*RECORDS FOR THIS TASK:*
■ ■ ■ ■ ■ ■ ■

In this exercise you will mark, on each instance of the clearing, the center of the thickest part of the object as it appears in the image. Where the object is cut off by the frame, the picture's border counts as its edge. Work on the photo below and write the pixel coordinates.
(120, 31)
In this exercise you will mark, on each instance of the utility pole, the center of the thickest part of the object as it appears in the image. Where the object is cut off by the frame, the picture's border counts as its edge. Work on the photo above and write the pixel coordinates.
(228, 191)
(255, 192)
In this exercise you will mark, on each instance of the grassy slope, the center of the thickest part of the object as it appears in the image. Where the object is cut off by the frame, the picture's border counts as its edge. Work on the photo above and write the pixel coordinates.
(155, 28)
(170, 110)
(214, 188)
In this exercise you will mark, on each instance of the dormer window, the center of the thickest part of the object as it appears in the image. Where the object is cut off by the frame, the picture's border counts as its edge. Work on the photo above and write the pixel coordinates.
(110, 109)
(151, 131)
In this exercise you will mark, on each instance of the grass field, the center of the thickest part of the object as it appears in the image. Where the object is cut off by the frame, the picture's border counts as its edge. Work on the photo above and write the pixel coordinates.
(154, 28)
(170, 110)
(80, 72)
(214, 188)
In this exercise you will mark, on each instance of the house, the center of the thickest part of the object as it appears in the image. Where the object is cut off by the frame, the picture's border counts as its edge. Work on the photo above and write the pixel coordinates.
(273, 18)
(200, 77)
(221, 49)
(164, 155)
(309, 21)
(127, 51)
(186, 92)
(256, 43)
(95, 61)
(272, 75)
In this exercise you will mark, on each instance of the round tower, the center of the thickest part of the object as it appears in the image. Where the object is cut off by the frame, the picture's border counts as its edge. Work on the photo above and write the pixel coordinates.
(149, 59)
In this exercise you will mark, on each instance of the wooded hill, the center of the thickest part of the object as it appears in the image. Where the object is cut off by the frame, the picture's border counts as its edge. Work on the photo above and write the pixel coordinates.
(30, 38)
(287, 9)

■ ■ ■ ■ ■ ■ ■

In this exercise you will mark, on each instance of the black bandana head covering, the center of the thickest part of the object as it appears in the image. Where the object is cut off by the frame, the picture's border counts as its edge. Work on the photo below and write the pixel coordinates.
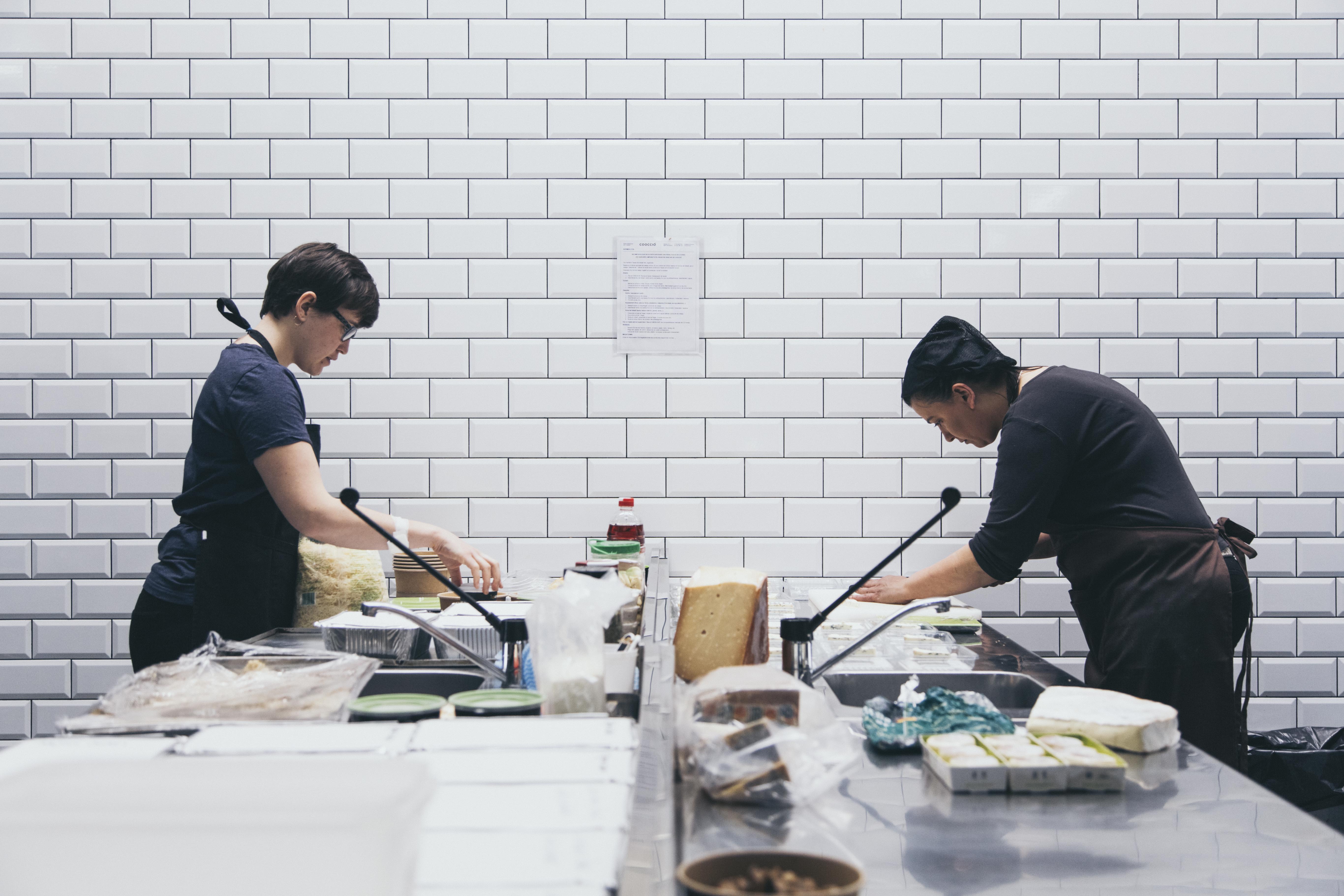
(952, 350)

■ ■ ■ ■ ■ ■ ■

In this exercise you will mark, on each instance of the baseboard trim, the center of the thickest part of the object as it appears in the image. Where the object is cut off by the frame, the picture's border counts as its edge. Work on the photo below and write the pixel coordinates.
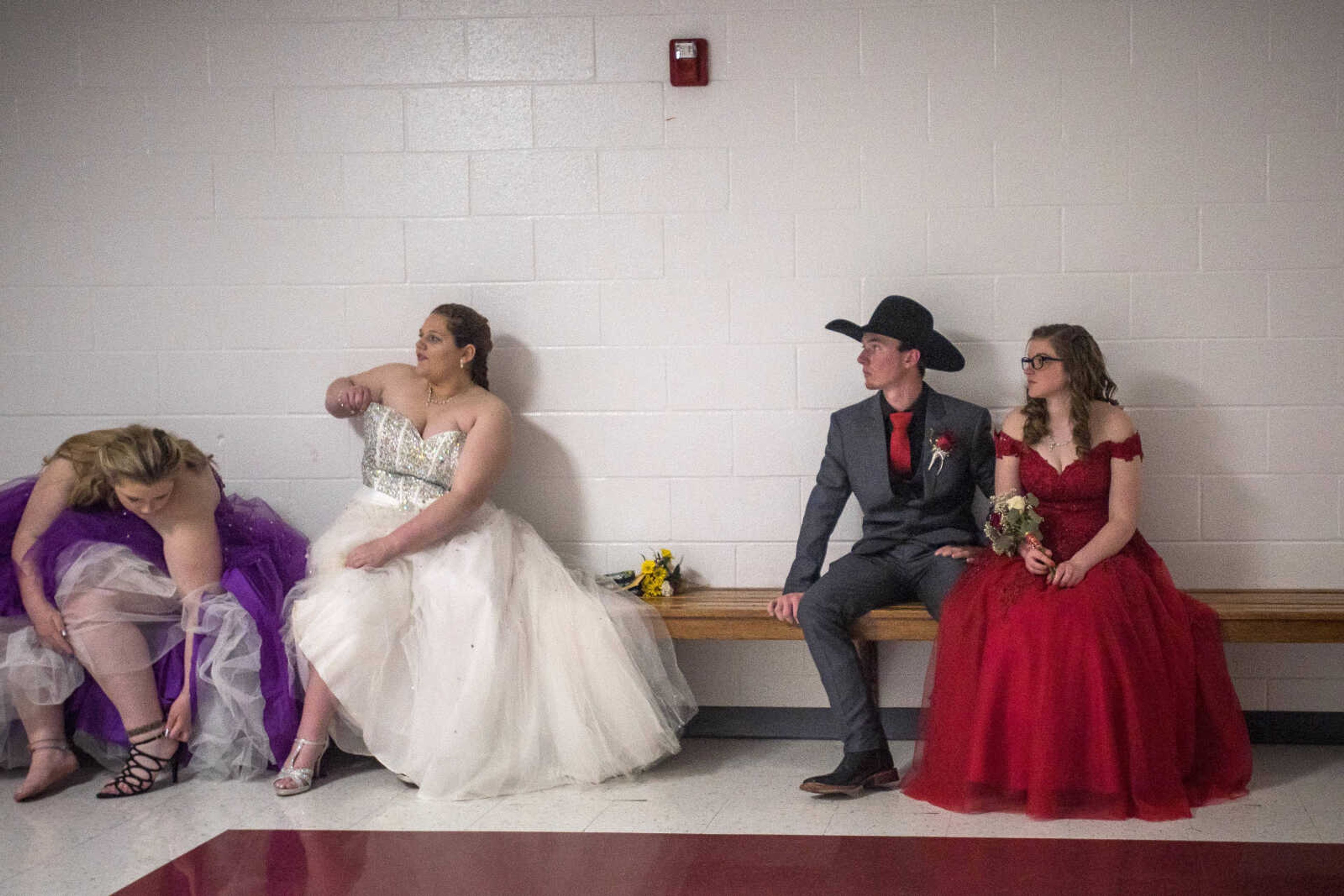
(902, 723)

■ ■ ■ ■ ■ ■ ■

*STATED TASK:* Determine how many lines of the data above contain the string "below", with uppercase and lowercase letters treated as distinct. Reply with the number only.

*OUTPUT FOR THIS EXERCISE:* 3